* TASK
Repeat exactly the lines that run from the one containing "Question. Locate the red kitchen" to the end of the data, and leave out all others.

* GIVEN DATA

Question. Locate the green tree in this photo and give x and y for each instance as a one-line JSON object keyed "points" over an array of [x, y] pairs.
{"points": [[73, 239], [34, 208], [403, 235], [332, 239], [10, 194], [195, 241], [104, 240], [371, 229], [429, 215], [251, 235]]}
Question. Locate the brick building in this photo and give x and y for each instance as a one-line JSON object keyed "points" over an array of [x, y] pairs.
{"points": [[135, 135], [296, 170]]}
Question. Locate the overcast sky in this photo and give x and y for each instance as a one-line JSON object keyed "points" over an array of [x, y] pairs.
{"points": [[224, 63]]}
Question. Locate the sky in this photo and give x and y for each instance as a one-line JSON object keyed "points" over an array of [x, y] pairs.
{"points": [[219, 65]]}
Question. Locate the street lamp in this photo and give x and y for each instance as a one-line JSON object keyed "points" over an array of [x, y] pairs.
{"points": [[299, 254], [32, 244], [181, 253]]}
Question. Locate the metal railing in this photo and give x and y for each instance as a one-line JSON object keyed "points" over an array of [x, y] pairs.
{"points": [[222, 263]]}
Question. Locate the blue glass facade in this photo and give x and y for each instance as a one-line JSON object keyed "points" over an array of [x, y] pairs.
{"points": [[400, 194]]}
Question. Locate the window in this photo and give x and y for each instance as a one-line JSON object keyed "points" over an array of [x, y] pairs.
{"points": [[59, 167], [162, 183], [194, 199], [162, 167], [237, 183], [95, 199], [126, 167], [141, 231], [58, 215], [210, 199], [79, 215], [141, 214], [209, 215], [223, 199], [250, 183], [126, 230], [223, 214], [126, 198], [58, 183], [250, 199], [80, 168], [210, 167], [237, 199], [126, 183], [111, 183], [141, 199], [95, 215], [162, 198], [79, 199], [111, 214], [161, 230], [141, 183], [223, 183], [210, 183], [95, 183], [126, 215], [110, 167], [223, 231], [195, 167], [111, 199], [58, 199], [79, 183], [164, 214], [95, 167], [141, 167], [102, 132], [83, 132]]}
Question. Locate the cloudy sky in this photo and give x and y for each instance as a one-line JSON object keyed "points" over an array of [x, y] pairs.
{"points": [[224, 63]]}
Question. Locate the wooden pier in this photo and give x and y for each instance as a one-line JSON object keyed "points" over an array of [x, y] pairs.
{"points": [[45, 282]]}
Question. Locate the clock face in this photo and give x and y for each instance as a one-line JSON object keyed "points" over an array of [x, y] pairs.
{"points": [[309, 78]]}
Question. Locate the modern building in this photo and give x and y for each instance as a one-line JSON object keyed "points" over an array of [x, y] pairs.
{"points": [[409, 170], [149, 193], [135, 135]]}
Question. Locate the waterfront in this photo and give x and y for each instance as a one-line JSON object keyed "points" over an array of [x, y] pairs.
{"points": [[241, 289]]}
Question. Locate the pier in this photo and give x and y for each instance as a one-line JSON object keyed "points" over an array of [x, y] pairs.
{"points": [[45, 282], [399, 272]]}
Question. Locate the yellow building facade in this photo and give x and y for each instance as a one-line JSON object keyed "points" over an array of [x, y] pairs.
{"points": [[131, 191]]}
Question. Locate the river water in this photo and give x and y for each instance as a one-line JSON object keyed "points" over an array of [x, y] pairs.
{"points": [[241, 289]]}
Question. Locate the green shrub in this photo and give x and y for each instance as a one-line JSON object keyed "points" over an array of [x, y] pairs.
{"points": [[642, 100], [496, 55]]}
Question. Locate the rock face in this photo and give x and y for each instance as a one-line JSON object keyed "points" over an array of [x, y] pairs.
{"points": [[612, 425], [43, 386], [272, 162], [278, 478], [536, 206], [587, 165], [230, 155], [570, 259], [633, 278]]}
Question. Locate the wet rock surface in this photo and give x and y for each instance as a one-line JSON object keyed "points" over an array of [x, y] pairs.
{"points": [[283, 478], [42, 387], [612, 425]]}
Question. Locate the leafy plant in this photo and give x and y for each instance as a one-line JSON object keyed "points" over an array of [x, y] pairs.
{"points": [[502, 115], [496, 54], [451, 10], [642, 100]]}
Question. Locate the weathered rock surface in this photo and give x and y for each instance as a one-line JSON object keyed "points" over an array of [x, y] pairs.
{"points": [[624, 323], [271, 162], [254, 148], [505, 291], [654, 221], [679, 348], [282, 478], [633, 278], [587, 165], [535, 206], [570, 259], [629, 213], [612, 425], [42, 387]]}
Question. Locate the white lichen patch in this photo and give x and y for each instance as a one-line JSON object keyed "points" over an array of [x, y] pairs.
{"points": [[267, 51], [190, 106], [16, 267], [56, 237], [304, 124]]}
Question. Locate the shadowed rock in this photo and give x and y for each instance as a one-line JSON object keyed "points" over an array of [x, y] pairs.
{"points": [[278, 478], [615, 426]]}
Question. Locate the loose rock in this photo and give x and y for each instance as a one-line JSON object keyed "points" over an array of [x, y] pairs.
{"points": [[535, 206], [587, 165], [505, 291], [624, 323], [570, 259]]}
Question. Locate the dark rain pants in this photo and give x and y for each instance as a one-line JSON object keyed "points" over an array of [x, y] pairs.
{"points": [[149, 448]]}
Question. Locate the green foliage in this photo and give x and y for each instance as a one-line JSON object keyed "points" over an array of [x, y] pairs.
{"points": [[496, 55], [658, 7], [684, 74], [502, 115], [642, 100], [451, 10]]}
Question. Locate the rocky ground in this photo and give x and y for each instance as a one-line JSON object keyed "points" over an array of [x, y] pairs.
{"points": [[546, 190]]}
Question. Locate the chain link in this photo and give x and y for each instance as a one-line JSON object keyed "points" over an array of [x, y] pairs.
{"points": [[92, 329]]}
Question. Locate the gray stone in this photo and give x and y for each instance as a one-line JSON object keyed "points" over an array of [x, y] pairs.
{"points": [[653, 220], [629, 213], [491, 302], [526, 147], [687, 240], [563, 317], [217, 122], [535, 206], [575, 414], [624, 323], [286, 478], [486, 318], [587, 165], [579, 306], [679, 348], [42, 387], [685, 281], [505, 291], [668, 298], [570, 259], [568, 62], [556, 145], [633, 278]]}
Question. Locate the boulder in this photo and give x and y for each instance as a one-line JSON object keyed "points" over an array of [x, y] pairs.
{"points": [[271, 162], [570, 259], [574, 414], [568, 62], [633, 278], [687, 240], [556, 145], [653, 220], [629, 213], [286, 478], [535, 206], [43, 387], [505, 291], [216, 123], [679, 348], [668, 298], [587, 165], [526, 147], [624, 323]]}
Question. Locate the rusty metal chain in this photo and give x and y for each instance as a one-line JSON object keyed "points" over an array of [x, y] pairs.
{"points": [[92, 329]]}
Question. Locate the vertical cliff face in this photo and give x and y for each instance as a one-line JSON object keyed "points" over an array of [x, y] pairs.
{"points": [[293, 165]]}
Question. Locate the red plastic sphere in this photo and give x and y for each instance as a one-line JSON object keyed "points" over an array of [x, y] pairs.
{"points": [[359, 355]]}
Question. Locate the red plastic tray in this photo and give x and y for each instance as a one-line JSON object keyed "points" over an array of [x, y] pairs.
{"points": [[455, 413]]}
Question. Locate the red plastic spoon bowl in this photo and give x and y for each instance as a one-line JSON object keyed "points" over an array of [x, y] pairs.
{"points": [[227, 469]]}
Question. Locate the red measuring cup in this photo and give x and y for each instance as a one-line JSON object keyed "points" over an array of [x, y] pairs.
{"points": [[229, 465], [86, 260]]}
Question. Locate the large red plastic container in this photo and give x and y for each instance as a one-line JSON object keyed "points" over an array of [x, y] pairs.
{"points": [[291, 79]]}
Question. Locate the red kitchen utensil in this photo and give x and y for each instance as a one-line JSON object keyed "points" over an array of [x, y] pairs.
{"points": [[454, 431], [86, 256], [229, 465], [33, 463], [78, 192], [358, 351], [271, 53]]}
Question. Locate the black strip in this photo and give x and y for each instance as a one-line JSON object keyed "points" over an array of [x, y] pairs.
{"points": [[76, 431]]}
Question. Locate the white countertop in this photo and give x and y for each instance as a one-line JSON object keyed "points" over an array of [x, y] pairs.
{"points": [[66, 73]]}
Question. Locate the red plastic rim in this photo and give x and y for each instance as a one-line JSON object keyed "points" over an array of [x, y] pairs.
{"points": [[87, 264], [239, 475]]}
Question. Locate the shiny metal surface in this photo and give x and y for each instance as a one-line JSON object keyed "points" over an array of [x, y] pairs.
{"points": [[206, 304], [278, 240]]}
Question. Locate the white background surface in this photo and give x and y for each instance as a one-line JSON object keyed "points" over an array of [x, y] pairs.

* EXERCISE OUTPUT
Question. Locate the red kitchen utensil in this photo and give x and y for each instance as a one-line JSON object keyed "points" over an array of [x, y] pairs.
{"points": [[454, 431], [86, 256], [229, 465], [33, 463], [78, 192], [358, 351], [271, 53]]}
Question. Locate the black strip in this photo and give x and y for each instance as a one-line JSON object keyed "points" over an array of [x, y] pairs.
{"points": [[76, 431]]}
Question. Locate the white countertop in this photo and give x and y for each instance as a one-line JSON object keyed "points" over an array of [x, y] pairs.
{"points": [[66, 73]]}
Question. Locate the red plastic rim in this photo and give x and y for each instance as a one-line JSON object keyed "points" over an array of [x, y] pairs.
{"points": [[87, 264], [239, 475]]}
Question. Locate the shiny metal surface in this photo and give x and y for each instance as a one-line JSON object keyed "points" over an array of [x, y] pairs.
{"points": [[206, 304], [278, 240]]}
Question. Locate the white background surface in this photo and give x and y for each instance as a one-line JSON object keyed "points" over an array of [x, y] pairs.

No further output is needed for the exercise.